═══ EXTRACT ═══

Big Data Essentials

L4: Statistical Modeling with Python





Yanfei Kang
yanfeikang@buaa.edu.cn
School of Economics and Management
Beihang University
http://yanfei.site



Basic python modules for Statistics

NumPy

NumPy is short for Numerical Python, is the foundational package for scientific computing in Python. It contains among other things:

  • a powerful N-dimensional array object
  • sophisticated (broadcasting) functions
  • tools for integrating C/C++ and Fortran code
  • useful linear algebra, Fourier transform, and random number capabilities

Readings

SciPy

SciPy is a collection of packages addressing a number of different standard problem domains in scientific computing. Here is a sampling of the packages included:

  • scipy.integrate : numerical integration routines and differential equation solvers.
  • scipy.linalg : linear algebra routines and matrix decompositions extending beyond those provided in numpy.linalg.
  • scipy.optimize : function optimizers (minimizers) and root finding algorithms.
  • scipy.signal : signal processing tools.
  • scipy.stats : standard continuous and discrete probability distributions (density functions, samplers, continuous distribution functions), various statistical tests, and more descriptive statistics.

═══

**ACTIVITY**. Reproduce the Python statistics lecture notes above in full, word for word.

═══ SUPPLIED MATERIAL ═══

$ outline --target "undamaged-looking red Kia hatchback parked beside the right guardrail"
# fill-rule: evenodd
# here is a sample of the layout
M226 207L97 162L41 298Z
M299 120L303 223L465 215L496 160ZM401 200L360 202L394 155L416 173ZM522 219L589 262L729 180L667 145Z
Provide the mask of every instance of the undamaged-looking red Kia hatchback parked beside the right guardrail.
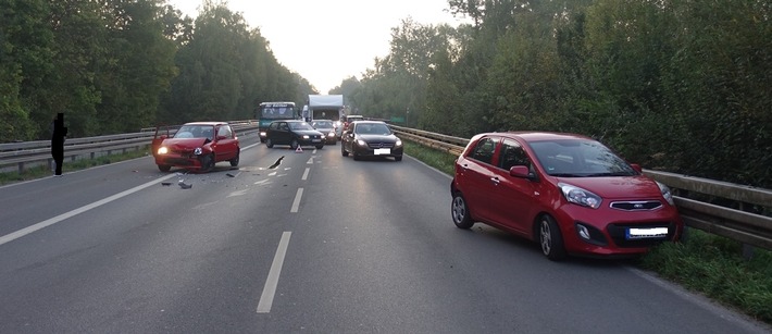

═══

**PROBLEM SOLUTION**.
Big Data Essentials

L4: Statistical Modeling with Python





Yanfei Kang
yanfeikang@buaa.edu.cn
School of Economics and Management
Beihang University
http://yanfei.site



Basic python modules for Statistics

NumPy

NumPy is short for Numerical Python, is the foundational package for scientific computing in Python. It contains among other things:

  • a powerful N-dimensional array object
  • sophisticated (broadcasting) functions
  • tools for integrating C/C++ and Fortran code
  • useful linear algebra, Fourier transform, and random number capabilities

Readings

SciPy

SciPy is a collection of packages addressing a number of different standard problem domains in scientific computing. Here is a sampling of the packages included:

  • scipy.integrate : numerical integration routines and differential equation solvers.
  • scipy.linalg : linear algebra routines and matrix decompositions extending beyond those provided in numpy.linalg.
  • scipy.optimize : function optimizers (minimizers) and root finding algorithms.
  • scipy.signal : signal processing tools.
  • scipy.stats : standard continuous and discrete probability distributions (density functions, samplers, continuous distribution functions), various statistical tests, and more descriptive statistics.